Point labeling dataset excerpts:
* * *
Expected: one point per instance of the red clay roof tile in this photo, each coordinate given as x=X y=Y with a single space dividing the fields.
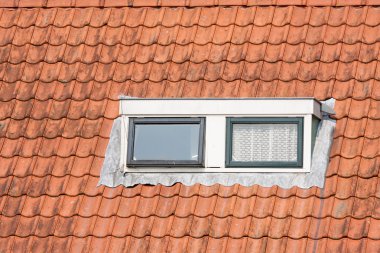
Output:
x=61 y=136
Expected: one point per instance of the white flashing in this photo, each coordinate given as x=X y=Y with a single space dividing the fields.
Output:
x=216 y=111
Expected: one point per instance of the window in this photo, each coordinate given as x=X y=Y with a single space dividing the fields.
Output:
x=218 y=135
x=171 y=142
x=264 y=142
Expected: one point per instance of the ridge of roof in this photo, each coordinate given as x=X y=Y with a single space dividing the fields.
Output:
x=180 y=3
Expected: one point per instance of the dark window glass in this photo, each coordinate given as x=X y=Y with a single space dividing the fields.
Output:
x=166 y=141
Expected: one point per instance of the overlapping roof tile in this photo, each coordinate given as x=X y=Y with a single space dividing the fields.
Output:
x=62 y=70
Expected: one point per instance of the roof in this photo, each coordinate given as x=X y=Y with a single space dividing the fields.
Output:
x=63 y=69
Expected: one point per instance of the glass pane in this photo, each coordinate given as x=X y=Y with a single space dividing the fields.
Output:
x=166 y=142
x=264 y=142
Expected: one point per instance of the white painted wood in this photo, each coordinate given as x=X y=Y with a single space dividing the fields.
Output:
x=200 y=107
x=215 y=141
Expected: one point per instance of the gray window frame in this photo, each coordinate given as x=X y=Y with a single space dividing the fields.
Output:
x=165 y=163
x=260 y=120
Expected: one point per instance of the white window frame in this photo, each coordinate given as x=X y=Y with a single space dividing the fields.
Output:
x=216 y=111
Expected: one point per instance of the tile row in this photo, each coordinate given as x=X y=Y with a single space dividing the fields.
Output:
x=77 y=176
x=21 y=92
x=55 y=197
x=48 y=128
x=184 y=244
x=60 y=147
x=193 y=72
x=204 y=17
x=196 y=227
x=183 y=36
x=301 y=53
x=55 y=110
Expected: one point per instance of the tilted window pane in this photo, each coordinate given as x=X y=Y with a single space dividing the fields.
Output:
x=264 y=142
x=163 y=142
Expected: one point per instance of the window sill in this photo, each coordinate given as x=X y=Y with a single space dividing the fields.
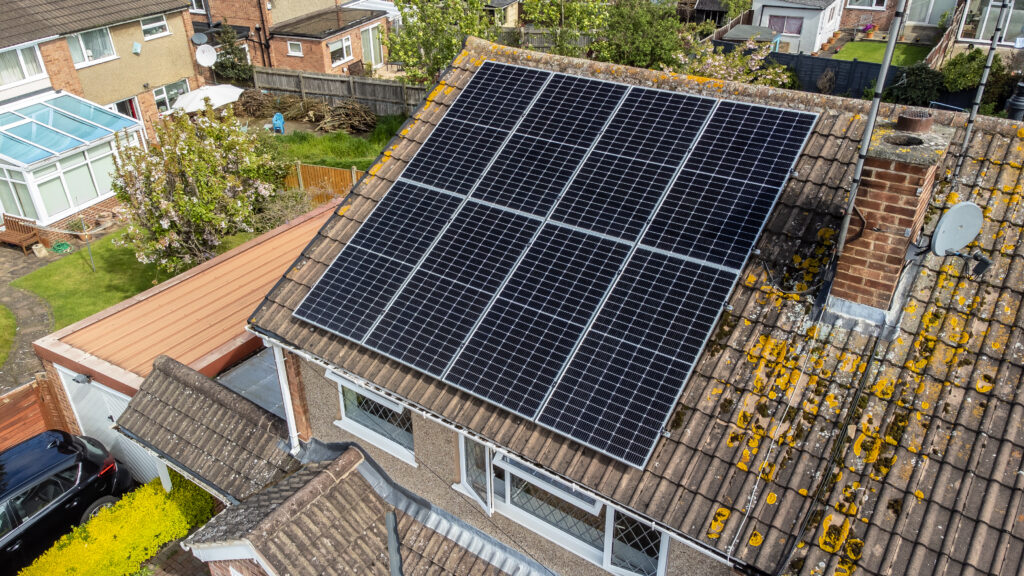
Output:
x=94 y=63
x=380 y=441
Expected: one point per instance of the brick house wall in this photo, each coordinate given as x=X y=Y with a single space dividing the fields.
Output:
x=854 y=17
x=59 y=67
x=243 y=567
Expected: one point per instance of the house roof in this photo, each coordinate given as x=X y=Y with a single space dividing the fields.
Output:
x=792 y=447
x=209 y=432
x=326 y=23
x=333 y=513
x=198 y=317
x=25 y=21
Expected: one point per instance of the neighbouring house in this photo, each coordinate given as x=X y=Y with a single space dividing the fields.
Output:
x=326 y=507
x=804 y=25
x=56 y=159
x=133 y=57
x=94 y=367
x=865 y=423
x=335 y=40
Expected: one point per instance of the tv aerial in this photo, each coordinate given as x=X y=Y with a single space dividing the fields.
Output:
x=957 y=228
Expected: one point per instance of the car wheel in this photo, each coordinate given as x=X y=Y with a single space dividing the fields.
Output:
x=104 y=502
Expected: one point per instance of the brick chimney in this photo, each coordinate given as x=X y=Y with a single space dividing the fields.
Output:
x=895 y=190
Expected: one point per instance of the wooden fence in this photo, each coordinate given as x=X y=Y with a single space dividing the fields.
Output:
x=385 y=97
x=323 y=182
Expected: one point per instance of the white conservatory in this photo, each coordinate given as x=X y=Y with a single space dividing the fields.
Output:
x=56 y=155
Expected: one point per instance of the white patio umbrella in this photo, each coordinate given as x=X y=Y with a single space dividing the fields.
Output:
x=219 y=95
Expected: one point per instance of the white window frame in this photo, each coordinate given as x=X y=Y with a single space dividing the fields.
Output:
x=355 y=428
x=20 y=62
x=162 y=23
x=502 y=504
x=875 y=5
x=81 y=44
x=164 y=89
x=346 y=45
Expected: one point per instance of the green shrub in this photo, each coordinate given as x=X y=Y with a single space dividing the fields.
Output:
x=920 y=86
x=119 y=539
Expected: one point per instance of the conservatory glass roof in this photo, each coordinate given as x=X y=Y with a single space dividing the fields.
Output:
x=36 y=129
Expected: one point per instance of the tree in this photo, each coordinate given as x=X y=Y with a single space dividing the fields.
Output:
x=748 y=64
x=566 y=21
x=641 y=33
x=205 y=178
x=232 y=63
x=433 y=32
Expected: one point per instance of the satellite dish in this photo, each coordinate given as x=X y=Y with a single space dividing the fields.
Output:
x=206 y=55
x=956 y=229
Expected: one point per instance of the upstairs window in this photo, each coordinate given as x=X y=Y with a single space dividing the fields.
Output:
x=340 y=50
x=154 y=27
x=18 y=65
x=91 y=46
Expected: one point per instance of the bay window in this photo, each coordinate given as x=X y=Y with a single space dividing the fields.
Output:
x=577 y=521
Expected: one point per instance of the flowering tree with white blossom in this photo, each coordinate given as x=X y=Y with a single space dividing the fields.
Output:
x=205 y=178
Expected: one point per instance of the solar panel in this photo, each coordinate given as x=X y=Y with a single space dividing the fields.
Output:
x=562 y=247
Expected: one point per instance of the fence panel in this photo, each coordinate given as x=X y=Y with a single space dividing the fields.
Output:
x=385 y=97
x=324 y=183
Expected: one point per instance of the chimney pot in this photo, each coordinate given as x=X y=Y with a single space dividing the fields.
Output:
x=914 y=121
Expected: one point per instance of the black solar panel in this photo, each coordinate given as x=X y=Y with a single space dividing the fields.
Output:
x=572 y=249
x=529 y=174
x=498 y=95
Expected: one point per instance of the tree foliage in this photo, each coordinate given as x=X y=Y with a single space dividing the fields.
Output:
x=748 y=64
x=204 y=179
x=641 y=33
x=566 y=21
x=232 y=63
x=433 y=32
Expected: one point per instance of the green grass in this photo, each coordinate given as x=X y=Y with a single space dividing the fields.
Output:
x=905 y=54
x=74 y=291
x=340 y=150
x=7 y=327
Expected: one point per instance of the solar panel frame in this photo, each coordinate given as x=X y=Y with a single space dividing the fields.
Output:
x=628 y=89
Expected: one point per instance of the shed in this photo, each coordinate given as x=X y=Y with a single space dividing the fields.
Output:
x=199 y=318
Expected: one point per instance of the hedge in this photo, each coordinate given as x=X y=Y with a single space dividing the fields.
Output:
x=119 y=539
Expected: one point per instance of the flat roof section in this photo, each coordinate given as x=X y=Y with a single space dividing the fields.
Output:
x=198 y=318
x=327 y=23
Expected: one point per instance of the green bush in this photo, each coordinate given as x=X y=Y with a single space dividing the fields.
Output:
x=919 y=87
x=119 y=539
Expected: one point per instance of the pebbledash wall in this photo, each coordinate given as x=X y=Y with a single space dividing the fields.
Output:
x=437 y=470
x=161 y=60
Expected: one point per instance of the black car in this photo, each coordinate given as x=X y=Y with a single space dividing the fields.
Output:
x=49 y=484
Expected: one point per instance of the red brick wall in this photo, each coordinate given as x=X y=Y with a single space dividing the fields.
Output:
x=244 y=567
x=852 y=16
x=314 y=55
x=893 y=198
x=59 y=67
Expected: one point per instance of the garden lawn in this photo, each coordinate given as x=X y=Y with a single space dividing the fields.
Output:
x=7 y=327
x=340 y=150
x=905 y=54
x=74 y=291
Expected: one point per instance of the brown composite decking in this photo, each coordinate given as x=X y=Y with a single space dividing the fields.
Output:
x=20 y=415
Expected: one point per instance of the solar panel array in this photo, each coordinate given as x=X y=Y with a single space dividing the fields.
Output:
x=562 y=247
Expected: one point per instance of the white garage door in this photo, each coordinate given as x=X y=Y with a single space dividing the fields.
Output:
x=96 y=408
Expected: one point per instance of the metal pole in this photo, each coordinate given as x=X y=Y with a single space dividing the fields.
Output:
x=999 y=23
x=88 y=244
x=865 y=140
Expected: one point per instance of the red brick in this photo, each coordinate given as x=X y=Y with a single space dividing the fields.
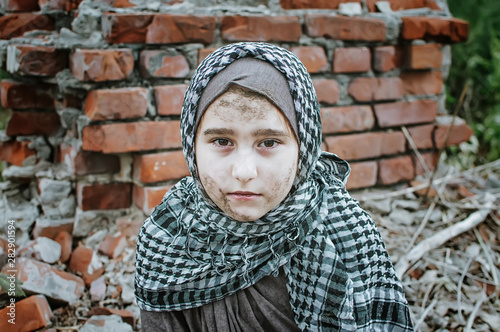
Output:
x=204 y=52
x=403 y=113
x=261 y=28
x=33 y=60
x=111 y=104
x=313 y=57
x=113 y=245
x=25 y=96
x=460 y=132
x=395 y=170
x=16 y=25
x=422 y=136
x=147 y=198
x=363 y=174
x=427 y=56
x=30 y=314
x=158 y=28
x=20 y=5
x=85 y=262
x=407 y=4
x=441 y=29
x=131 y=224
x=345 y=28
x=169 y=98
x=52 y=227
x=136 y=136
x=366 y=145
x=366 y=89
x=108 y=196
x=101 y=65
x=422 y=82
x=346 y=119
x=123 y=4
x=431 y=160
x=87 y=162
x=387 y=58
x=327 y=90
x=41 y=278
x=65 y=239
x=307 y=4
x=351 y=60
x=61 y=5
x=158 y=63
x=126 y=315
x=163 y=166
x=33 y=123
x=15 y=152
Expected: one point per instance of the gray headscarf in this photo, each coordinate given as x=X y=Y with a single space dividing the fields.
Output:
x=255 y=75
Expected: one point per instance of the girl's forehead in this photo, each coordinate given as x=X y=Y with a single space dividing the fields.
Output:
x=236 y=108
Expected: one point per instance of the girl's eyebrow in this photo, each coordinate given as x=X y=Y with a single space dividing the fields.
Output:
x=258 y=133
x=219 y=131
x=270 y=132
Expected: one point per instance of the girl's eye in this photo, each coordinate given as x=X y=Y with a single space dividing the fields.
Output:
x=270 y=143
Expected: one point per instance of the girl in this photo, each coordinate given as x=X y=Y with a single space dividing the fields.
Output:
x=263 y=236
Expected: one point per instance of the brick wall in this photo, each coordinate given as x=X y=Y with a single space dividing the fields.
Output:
* * *
From the line containing "Expected: one point per instance of the girl's forehead" through the closing line of the material above, return every line exactly and omit all others.

Expected: one point per instance of the girl's forehead in this photo, each coordinate given as x=X y=Y with a single space dividing the fields.
Output:
x=236 y=108
Expected: one point per instance of the girl's eyebrow in this photo, each coordinate given as x=X y=Y with a single space dividing the fields.
Output:
x=258 y=133
x=219 y=131
x=270 y=132
Expected: one point per instance of the girl's eye in this photo, each coordinate given as x=X y=Y with a single space dividing the fields.
Output:
x=270 y=143
Expected: one point per instance of the girl in this photo, each coordinate given as x=X y=Y with a single space dividing the fields.
Output:
x=263 y=236
Expected: one point per instance of the brick wall in this photo, each coordinate given as x=X y=Y with a single space dividing the fields.
Output:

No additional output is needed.